The target picture of an organization’s transition to ZTA might look like this:

  1. Employees of an organization have accounts managed by the organization. This allows them to access everything they need to do their jobs while remaining secure.
  2. The devices that employees use to perform their work are constantly monitored and controlled, and their security level is taken into account when granting access to internal resources.
  3. Organization systems are isolated from each other, and network traffic passing between them and inside is encrypted and authenticated.
  4. Enterprise applications are tested internally and externally and can be securely accessed by employees over the Internet.
  5. Security departments define data categories and security rules to automatically detect and block unauthorized access to sensitive information.


It is advisable to consider the transition to ZTA through the prism of the following key areas: identification, devices, networks, applications and data.

What Are the Biggest Challenges in Getting Started with Zero Trust Principles?

### EXERCISE DATA
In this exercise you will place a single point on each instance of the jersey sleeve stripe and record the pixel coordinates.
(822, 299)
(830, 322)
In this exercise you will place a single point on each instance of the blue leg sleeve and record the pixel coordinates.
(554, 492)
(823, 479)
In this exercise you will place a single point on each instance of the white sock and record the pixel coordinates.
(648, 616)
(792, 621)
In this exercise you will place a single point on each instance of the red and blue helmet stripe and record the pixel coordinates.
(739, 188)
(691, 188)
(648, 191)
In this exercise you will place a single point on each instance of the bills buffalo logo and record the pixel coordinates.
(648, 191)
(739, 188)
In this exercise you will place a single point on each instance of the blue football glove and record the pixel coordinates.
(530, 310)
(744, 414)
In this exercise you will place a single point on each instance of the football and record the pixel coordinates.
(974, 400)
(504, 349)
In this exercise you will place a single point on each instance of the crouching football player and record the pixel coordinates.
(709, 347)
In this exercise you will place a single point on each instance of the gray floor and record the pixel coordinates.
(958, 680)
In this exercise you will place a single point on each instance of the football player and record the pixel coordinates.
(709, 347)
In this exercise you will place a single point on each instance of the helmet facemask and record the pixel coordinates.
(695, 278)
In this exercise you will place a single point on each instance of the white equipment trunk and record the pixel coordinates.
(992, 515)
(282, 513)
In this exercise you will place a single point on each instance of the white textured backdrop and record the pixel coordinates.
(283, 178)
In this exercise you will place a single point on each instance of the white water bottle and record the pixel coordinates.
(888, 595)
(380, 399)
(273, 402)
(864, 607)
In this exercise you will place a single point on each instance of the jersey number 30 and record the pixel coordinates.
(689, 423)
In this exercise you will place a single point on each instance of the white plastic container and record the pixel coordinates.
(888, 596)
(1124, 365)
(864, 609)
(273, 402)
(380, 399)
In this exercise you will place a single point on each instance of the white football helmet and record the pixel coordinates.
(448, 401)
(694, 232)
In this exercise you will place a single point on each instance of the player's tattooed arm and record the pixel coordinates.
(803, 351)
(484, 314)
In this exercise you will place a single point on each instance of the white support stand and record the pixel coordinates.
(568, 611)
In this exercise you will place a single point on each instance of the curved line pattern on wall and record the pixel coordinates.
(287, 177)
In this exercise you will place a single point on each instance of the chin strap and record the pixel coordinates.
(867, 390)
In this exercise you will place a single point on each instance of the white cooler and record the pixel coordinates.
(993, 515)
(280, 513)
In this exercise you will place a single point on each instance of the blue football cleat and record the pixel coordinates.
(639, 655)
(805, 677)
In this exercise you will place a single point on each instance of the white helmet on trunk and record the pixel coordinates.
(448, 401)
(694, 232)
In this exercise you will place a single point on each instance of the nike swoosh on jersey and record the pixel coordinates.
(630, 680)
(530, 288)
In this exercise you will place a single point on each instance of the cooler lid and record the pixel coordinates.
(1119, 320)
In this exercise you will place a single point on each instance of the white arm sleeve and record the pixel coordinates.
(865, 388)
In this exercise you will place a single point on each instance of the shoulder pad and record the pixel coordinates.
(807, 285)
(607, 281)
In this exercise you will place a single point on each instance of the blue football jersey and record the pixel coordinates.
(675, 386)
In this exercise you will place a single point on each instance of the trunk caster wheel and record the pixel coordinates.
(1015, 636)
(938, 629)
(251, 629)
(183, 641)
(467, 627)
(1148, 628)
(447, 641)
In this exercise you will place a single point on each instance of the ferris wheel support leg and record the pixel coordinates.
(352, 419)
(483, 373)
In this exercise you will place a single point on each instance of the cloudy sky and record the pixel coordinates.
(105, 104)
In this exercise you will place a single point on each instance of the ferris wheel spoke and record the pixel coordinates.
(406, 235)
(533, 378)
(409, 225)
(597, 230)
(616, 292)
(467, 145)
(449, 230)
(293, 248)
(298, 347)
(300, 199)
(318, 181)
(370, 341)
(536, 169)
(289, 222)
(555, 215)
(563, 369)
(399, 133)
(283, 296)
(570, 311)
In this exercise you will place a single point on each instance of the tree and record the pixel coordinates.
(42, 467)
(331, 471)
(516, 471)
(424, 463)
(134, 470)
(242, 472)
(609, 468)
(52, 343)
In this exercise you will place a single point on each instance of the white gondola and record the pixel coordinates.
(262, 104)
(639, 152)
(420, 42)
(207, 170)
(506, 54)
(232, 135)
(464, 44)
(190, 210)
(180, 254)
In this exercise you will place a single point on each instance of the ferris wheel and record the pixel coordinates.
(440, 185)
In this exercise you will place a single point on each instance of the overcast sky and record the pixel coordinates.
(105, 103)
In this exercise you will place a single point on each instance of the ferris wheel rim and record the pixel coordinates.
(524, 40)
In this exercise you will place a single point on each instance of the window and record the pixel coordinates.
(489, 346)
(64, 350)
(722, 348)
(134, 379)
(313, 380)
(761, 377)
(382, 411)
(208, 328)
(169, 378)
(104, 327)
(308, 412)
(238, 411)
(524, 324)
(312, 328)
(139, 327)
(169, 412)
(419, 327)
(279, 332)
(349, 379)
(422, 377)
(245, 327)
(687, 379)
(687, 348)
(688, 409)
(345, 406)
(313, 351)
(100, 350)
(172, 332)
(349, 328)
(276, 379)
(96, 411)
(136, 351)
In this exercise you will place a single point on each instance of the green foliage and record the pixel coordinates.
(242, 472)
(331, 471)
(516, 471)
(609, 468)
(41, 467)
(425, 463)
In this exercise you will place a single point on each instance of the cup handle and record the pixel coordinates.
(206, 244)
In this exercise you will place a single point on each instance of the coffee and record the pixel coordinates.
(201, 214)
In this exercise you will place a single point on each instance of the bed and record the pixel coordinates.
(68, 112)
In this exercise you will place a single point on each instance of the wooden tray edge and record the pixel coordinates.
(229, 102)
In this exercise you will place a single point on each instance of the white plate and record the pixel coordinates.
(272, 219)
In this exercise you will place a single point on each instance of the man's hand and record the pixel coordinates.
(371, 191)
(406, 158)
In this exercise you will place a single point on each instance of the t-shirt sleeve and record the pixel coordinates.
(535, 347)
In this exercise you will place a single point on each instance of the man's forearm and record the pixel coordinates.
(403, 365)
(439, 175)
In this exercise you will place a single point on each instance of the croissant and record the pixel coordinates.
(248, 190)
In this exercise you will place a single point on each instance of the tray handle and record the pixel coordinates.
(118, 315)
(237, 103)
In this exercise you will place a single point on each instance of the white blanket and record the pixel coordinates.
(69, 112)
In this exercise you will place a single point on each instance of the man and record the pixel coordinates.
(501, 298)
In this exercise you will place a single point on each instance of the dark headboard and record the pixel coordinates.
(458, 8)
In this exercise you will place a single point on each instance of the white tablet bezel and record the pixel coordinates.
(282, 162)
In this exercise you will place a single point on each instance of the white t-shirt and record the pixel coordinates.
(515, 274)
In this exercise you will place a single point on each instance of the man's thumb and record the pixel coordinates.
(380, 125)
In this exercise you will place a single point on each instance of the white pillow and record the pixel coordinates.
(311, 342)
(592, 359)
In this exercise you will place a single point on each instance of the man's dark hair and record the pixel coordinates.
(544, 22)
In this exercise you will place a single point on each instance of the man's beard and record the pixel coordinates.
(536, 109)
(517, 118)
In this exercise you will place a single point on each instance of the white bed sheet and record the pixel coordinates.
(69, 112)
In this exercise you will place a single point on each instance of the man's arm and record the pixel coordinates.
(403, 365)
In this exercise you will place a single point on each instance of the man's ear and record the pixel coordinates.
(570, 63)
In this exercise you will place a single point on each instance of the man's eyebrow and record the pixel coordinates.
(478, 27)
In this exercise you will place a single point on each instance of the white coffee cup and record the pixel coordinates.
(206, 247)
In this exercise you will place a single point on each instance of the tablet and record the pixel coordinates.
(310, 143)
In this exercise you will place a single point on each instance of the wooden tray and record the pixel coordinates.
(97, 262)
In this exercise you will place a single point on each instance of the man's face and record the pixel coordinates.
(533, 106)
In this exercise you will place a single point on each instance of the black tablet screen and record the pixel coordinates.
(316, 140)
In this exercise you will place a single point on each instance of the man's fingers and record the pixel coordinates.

### PROBLEM 1
According to the ZTA transition text, through which five key areas should the move to ZTA be considered?
### PROBLEM 2
Pick up the zero trust text after its final line and write the next few paragraphs.

### RESPONSE BOX 1
Identification, devices, networks, applications and data.

### RESPONSE BOX 2
Impact on the decision-making process

At ZTA security policy management components are key to the entire enterprise. Any administrator with access to the rules settings can make unauthorized changes or make errors that break the work. Control components must be properly configured and tested to mitigate risks.

Denial of Service

If, as a result of a DoS attack or traffic interception, an attacker violates or denies access to the security policy management component, this can adversely affect the operation of the entire computer network. An enterprise has the ability to mitigate the threat by replicating such components in multiple locations.

Stolen credentials

Attackers may use phishing, social engineering, or a combination of attacks to obtain valuable account credentials. Implementing multi-factor authentication could be one of the additional protections for credentials. It can reduce the risk of access from a compromised account.

Visibility on the web

Some of the traffic on an enterprise network may not be transparent to traditional network analysis tools. This does not mean that the enterprise cannot analyze encrypted traffic – it is possible to collect metadata and use it to detect suspicious activity. Machine learning methods allow you to explore traffic at a deep level.

Storage of network information

Network traffic and metadata used to build contextual policies can be the target of hacker attacks. Another source of intelligence for an attacker is the control tool used to encode access policies. Like stored traffic, this component contains resource access policies and can show which accounts are most valuable for compromise.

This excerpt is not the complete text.